§ **What is required**:
Copy out each line containing "bird" from the entries below.

§ **The data**:
****
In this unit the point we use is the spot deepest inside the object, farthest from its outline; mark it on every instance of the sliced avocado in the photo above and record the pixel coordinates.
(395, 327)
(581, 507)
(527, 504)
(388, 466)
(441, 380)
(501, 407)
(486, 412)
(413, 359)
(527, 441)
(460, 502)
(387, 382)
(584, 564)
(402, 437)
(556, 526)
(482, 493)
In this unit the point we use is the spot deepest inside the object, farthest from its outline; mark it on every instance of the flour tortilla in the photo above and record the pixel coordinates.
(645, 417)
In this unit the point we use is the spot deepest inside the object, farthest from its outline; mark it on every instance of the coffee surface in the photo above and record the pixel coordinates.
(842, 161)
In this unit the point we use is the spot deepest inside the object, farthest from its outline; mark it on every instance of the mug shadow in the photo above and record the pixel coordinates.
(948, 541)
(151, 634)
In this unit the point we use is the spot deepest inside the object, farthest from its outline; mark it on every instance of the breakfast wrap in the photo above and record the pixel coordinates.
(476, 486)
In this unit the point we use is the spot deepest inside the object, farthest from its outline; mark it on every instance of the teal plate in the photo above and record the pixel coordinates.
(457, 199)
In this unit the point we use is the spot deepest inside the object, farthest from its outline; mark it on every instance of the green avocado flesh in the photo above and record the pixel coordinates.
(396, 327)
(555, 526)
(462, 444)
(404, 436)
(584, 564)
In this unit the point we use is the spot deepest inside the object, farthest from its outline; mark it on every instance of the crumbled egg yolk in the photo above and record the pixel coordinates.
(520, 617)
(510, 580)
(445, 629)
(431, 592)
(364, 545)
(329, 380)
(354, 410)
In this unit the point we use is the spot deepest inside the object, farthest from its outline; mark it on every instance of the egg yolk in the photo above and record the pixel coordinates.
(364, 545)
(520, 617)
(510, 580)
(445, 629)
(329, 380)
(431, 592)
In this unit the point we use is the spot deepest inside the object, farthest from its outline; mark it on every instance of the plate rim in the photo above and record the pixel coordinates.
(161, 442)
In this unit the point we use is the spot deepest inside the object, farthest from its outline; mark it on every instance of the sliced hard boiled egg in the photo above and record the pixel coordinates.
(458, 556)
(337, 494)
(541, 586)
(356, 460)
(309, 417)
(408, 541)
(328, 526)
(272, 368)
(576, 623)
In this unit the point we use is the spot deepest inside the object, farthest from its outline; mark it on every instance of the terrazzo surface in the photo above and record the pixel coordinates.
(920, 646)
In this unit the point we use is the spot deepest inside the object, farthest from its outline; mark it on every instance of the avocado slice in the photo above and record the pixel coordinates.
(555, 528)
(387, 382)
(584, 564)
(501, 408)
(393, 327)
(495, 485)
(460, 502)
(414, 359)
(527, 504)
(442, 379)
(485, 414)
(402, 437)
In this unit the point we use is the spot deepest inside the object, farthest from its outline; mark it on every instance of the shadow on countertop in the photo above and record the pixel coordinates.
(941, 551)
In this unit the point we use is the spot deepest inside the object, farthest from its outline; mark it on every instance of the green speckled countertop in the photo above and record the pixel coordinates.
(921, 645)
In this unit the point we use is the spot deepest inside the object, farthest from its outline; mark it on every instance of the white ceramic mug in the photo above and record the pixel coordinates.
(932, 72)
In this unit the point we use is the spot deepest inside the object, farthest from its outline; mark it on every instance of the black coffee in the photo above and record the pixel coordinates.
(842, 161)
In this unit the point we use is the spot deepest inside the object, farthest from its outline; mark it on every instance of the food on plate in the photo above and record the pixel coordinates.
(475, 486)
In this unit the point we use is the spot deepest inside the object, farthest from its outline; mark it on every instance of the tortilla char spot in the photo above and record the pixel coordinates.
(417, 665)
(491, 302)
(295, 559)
****
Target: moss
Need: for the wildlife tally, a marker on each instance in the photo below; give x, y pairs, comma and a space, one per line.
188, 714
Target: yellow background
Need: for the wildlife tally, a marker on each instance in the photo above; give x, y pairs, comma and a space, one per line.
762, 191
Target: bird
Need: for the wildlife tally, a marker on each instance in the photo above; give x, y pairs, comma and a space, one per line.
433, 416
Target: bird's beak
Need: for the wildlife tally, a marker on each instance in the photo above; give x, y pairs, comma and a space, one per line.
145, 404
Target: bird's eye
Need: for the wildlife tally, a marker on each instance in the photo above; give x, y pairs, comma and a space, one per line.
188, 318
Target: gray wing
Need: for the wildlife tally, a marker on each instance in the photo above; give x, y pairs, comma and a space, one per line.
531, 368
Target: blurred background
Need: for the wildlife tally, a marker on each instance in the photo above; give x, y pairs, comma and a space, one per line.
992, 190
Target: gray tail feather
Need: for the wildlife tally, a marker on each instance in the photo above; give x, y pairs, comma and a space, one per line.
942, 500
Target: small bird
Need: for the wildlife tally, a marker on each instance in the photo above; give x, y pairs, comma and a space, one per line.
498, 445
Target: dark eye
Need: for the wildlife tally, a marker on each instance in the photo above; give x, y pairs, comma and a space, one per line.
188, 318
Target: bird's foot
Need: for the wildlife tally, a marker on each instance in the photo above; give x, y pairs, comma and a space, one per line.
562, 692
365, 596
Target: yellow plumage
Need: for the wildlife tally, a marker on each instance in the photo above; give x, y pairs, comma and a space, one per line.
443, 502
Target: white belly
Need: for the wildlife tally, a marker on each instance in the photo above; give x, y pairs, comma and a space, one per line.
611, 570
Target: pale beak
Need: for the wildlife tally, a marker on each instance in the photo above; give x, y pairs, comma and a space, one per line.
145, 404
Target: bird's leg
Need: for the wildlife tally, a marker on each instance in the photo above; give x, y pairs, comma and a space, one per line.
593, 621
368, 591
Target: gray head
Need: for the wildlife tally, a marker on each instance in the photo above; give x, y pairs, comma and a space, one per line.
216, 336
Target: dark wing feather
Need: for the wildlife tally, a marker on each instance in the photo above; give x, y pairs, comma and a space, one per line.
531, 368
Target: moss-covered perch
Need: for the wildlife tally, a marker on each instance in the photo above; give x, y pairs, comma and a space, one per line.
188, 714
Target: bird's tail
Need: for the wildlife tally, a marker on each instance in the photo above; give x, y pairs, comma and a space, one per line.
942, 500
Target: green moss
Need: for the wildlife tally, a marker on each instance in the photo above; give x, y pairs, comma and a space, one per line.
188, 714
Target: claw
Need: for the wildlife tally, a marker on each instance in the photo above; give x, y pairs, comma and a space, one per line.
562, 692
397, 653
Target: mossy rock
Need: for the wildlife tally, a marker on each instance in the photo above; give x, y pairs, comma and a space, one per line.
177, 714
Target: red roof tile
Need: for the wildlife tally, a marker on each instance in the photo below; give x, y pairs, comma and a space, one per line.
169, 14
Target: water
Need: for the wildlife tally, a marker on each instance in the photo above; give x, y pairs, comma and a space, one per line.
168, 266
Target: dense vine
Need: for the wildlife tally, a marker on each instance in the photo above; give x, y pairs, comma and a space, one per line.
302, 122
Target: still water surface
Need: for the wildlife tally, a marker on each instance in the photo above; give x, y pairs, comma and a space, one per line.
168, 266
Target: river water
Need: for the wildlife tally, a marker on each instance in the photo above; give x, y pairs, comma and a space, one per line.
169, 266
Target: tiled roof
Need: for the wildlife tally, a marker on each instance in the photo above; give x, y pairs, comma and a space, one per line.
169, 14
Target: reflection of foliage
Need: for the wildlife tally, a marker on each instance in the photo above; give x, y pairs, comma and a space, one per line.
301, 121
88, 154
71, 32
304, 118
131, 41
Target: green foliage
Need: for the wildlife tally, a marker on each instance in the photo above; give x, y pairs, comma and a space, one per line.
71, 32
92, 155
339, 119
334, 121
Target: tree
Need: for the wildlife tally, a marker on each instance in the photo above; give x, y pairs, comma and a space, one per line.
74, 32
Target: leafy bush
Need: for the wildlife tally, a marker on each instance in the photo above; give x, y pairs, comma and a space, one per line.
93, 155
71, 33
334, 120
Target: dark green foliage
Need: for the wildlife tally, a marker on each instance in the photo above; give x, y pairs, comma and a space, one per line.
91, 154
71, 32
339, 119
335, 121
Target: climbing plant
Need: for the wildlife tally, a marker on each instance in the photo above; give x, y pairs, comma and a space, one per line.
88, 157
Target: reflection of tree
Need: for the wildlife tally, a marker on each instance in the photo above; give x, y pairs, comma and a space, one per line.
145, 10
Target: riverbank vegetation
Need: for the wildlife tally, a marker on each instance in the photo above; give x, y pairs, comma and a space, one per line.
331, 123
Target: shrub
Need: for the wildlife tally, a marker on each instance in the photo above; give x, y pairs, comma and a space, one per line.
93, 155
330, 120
****
§ **Answer for this exercise**:
Target: bird
Target: bird's beak
Target: bird's eye
Target: small bird
Target: bird's foot
Target: bird's leg
Target: bird's tail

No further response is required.